(Picture shape labeling listing)
· · · · · · ·

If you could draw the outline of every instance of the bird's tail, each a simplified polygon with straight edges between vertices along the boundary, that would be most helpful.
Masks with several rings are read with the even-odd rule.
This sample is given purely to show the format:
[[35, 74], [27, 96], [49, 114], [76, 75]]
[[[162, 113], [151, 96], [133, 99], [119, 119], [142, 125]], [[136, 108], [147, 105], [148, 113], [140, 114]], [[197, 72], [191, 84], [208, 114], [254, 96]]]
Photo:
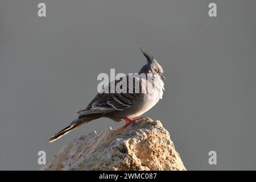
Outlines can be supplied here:
[[52, 137], [48, 139], [49, 143], [53, 142], [56, 140], [57, 140], [63, 136], [65, 134], [68, 134], [75, 129], [80, 126], [81, 125], [88, 123], [88, 122], [92, 121], [92, 119], [88, 119], [86, 121], [83, 121], [82, 122], [80, 119], [76, 119], [74, 120], [69, 125], [64, 128], [60, 131], [53, 135]]

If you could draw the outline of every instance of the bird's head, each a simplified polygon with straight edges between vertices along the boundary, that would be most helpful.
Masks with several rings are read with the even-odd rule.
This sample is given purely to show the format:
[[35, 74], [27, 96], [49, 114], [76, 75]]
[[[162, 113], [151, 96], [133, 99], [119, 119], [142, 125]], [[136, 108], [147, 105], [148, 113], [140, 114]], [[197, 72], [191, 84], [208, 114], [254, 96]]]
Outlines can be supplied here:
[[161, 65], [158, 63], [153, 56], [148, 54], [147, 52], [143, 51], [141, 47], [139, 46], [142, 54], [146, 57], [147, 63], [141, 69], [139, 74], [141, 73], [151, 73], [152, 75], [156, 74], [161, 78], [165, 80], [166, 78], [163, 76], [163, 69]]

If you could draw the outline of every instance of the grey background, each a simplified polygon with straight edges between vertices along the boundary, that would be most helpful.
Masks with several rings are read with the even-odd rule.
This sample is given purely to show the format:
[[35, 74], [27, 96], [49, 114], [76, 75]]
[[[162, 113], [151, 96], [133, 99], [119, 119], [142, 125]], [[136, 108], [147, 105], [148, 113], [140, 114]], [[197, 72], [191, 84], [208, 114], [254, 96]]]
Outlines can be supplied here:
[[[47, 17], [37, 15], [46, 2]], [[208, 6], [217, 5], [210, 18]], [[0, 169], [35, 169], [66, 143], [123, 125], [90, 122], [48, 144], [97, 92], [100, 73], [137, 72], [133, 37], [163, 65], [160, 119], [191, 170], [256, 169], [256, 1], [0, 1]], [[217, 164], [208, 164], [214, 150]]]

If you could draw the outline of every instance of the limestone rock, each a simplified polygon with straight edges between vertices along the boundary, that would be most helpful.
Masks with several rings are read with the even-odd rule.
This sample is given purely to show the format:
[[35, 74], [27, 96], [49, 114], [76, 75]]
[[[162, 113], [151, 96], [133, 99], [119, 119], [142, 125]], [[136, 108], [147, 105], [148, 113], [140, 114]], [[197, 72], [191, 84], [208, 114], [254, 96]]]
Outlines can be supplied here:
[[66, 144], [41, 170], [186, 170], [169, 133], [150, 118]]

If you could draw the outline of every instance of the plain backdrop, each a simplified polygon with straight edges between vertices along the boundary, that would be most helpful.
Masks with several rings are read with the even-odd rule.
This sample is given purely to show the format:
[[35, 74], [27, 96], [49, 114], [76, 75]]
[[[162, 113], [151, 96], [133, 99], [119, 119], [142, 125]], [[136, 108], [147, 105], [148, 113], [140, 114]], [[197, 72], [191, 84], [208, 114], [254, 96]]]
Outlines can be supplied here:
[[[46, 17], [38, 5], [46, 4]], [[217, 4], [209, 17], [208, 5]], [[124, 125], [103, 118], [46, 140], [97, 93], [100, 73], [158, 60], [162, 121], [190, 170], [256, 169], [256, 1], [0, 1], [0, 169], [38, 170], [67, 142]], [[208, 153], [217, 152], [217, 165]]]

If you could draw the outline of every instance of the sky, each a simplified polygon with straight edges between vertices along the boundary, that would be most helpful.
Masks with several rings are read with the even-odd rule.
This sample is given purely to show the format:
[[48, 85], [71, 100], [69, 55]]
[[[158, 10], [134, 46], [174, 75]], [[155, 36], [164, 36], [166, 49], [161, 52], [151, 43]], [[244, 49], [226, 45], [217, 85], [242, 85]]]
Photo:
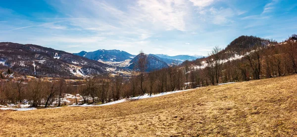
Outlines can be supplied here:
[[297, 33], [296, 0], [26, 0], [0, 2], [0, 42], [207, 55], [242, 35]]

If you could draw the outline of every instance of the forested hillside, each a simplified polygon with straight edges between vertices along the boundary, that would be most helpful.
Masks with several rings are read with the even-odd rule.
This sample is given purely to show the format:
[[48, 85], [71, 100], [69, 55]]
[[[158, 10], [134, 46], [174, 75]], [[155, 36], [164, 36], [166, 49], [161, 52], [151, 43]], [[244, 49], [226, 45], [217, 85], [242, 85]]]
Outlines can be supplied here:
[[83, 77], [106, 72], [108, 65], [63, 51], [33, 45], [0, 43], [0, 69], [24, 75]]
[[[2, 82], [0, 102], [4, 104], [18, 103], [22, 102], [23, 99], [33, 99], [30, 97], [38, 93], [43, 95], [34, 99], [38, 106], [44, 104], [42, 100], [46, 100], [46, 98], [56, 99], [57, 96], [61, 96], [60, 93], [57, 93], [60, 92], [79, 93], [84, 99], [83, 102], [81, 102], [81, 103], [105, 103], [122, 98], [146, 94], [294, 74], [297, 73], [297, 42], [293, 36], [280, 43], [253, 37], [242, 36], [231, 43], [225, 49], [215, 47], [206, 58], [193, 61], [186, 61], [180, 65], [170, 67], [166, 66], [167, 64], [164, 62], [160, 62], [159, 60], [142, 53], [135, 58], [138, 59], [131, 61], [132, 63], [129, 67], [134, 69], [136, 73], [129, 77], [124, 79], [120, 75], [101, 74], [76, 84], [75, 87], [70, 87], [71, 85], [61, 82], [47, 83], [31, 81], [28, 84], [21, 85], [24, 88], [20, 91], [17, 90], [18, 85], [15, 82], [21, 80]], [[28, 47], [28, 46], [25, 46], [25, 47]], [[244, 51], [231, 54], [230, 50], [239, 49]], [[7, 49], [6, 52], [9, 51]], [[53, 57], [56, 56], [55, 55], [56, 52], [58, 55], [61, 54], [61, 58], [64, 56], [63, 54], [67, 54], [56, 51], [46, 51], [44, 56], [53, 58], [50, 60], [55, 60], [54, 59], [57, 59]], [[35, 52], [33, 55], [37, 56]], [[80, 58], [80, 57], [77, 57]], [[43, 56], [39, 57], [42, 58], [39, 59], [45, 58]], [[7, 60], [4, 65], [7, 63]], [[156, 66], [164, 65], [164, 67], [160, 70], [153, 71], [150, 66], [147, 65], [148, 62], [152, 60], [155, 61], [154, 64], [155, 64]], [[70, 61], [61, 62], [67, 62], [66, 61]], [[91, 62], [93, 62], [92, 61]], [[148, 69], [150, 69], [151, 72], [147, 72], [149, 71]], [[63, 86], [71, 88], [60, 89], [58, 87], [61, 85], [59, 83], [63, 83]], [[48, 90], [41, 90], [44, 89], [44, 86], [34, 86], [39, 84], [45, 85], [44, 86], [51, 85], [50, 87], [53, 89], [46, 88]], [[11, 86], [14, 87], [11, 89], [14, 90], [11, 91], [10, 88], [7, 88]], [[31, 91], [37, 92], [32, 94], [30, 92]], [[55, 92], [51, 94], [52, 91]], [[26, 93], [26, 92], [29, 92]], [[26, 95], [29, 95], [28, 98], [25, 97]], [[30, 95], [33, 96], [30, 97]], [[18, 98], [21, 98], [21, 99], [16, 99]]]

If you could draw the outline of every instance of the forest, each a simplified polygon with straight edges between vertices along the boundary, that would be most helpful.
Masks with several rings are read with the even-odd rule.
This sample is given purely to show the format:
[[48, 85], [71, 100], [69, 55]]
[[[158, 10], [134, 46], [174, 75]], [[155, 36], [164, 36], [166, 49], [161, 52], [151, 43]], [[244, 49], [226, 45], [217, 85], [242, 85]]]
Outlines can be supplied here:
[[[75, 83], [63, 79], [1, 81], [0, 104], [60, 106], [66, 105], [62, 101], [64, 93], [81, 95], [83, 100], [76, 99], [76, 104], [100, 104], [145, 94], [293, 75], [297, 73], [297, 43], [294, 38], [277, 43], [252, 36], [239, 37], [225, 49], [214, 47], [208, 57], [149, 73], [145, 71], [146, 56], [142, 52], [135, 65], [137, 73], [129, 78], [104, 74]], [[228, 59], [235, 54], [241, 57]]]

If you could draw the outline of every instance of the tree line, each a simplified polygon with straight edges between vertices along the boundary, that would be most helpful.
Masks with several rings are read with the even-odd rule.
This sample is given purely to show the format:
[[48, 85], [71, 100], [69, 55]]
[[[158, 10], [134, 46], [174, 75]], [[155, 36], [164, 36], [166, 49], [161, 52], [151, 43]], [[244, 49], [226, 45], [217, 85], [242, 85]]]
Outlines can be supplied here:
[[102, 74], [75, 84], [63, 80], [1, 82], [0, 103], [24, 103], [24, 99], [27, 99], [34, 107], [60, 106], [64, 103], [65, 93], [81, 95], [83, 100], [76, 99], [76, 103], [105, 103], [145, 94], [297, 73], [296, 41], [248, 48], [249, 51], [242, 53], [240, 59], [228, 60], [228, 52], [215, 47], [207, 58], [149, 73], [145, 72], [147, 56], [142, 52], [136, 63], [136, 74], [128, 79]]

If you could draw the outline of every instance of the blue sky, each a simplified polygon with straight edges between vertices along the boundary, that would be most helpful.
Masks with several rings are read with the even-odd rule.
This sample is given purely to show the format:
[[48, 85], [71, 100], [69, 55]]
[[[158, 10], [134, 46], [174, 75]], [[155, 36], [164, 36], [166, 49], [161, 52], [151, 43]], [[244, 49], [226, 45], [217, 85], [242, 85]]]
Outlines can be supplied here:
[[296, 15], [293, 0], [1, 0], [0, 42], [206, 55], [241, 35], [284, 40]]

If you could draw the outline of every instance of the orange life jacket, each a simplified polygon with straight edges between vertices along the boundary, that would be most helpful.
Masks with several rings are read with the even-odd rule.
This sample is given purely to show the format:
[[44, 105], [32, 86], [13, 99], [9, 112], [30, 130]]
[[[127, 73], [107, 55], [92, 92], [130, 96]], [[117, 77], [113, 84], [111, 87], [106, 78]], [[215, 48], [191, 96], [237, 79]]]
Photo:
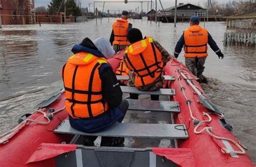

· · · · · · ·

● EXERCISE TASK:
Recast the stretch from the start of the listing through the line containing "131], [53, 135]]" as a numbered list, omitting blank lines. Leave any pictures out of the answer.

● EXERCISE OUTPUT:
1. If you could draw the outline of every instance of the bird's tail, each a simplified polygon with straight edges between vertices along the boundary, that would be most helpful.
2. Masks with several rings are read with the even-odd rule.
3. This sample is given purely to show the format:
4. [[35, 74], [27, 96], [49, 114], [76, 75]]
5. [[[162, 113], [151, 96], [133, 99], [119, 119], [142, 125]], [[136, 108], [147, 105], [148, 113], [140, 114]], [[197, 72], [191, 84], [208, 114], [254, 96]]]
6. Photo:
7. Outlines can be supplied here:
8. [[52, 137], [48, 139], [49, 143], [53, 142], [56, 140], [57, 140], [63, 136], [65, 134], [68, 134], [75, 129], [80, 126], [81, 125], [88, 123], [88, 122], [92, 121], [92, 119], [88, 119], [86, 121], [83, 121], [82, 122], [80, 119], [76, 119], [74, 120], [69, 125], [64, 128], [60, 131], [53, 135]]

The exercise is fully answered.